ACTIVITY
Find the string "each" in the records. Copy every line it appears in.

(DATA SECTION Opens)

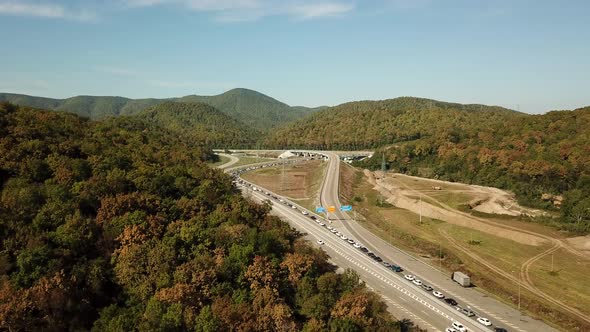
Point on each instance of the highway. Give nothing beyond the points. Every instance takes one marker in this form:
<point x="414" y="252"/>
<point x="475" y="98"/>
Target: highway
<point x="499" y="313"/>
<point x="231" y="162"/>
<point x="404" y="299"/>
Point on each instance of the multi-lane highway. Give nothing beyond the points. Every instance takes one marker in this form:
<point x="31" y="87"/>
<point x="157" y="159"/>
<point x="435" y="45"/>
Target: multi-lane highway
<point x="405" y="299"/>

(DATA SECTION Closes)

TASK OUTPUT
Point on each instance of the highway. Give nothing beyond the points. Every instance takes one marker in this form:
Point on each instance of the multi-lane highway. Give nothing beyond the points. Every instance takes one marker in this form:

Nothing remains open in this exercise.